A South Surrey casino

South Surrey a ‘prime’ site for aboriginal casino

First Nations to challenge province's gambling monopoly

First Nations are vowing to open their own casinos in B.C., citing the province’s refusal to share its gambling profits while continuing to expand the industry.

Reserve land in Surrey, Vancouver and the North Shore would be prime potential sites for a new aboriginal-owned casino in the Lower Mainland, according to Sto:lo Grand Chief Joe Hall, who heads the First Nations Gaming Initiative spearheading the concept.

Hall said the Semiahmoo First Nation reserve east of the White Rock waterfront would be perfect.

“It would be a prime location,” he said. “Because of the population and the location and because of the American traffic and the traffic from the Island that goes east.”

Hall said the Semiahmoo band has considered building a hotel/conference centre that might also host a casino, but approval of a proposed 600-slot casino nearby in South Surrey would torpedo the band’s chances.

“I understood they were pursuing that but there was no consultation with their community at all. So they were basically shut out.”

Another option may be Katzie First Nation land near Fort Langley, Hall said.

The South Surrey casino/convention centre proposed by Gateway Casinos and Entertainment is just the latest irritant for aboriginal leaders, who have for years asked the province for a two to three per cent share of the $1.1 billion in annual profits B.C. reaps from gambling.

Hall said the Sto:lo are unhappy they’ll get no benefit from a newly opened community gaming centre with slot machines in Chilliwack that replaces an old bingo hall.

Similar mini-casinos have also sprung up in recent years in Abbotsford, Mission and Langley without contributing to local First Nations, he noted.

“The one in Chilliwack is very disturbing because it’s built on former reserve land that used to belong to the Ch’ihl’kway’uhk people.”

Raw data:
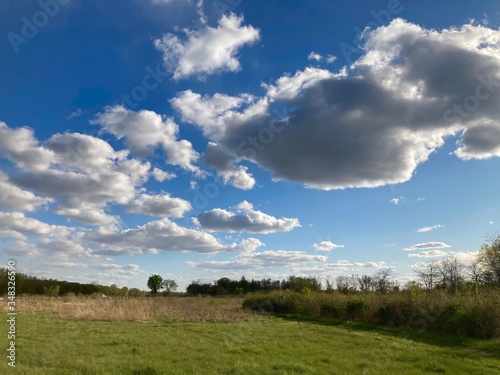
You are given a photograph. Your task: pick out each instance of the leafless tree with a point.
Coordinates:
(429, 274)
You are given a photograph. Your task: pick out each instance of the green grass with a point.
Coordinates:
(47, 344)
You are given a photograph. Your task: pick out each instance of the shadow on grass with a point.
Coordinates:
(486, 348)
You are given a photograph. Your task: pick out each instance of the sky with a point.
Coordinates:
(201, 139)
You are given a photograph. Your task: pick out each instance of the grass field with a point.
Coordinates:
(56, 343)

Explore the material:
**a)** Translate this sentence from the South Surrey casino article into French: "Another option may be Katzie First Nation land near Fort Langley, Hall said."
**b)** Extract the passage of the South Surrey casino article running from "The South Surrey" up to and including "Nations, he noted.".

Task solutions:
**a)** Une autre option pourrait être les terres de la Première Nation Katzie près de Fort Langley, a déclaré Hall.

**b)**
The South Surrey casino/convention centre proposed by Gateway Casinos and Entertainment is just the latest irritant for aboriginal leaders, who have for years asked the province for a two to three per cent share of the $1.1 billion in annual profits B.C. reaps from gambling.

Hall said the Sto:lo are unhappy they’ll get no benefit from a newly opened community gaming centre with slot machines in Chilliwack that replaces an old bingo hall.

Similar mini-casinos have also sprung up in recent years in Abbotsford, Mission and Langley without contributing to local First Nations, he noted.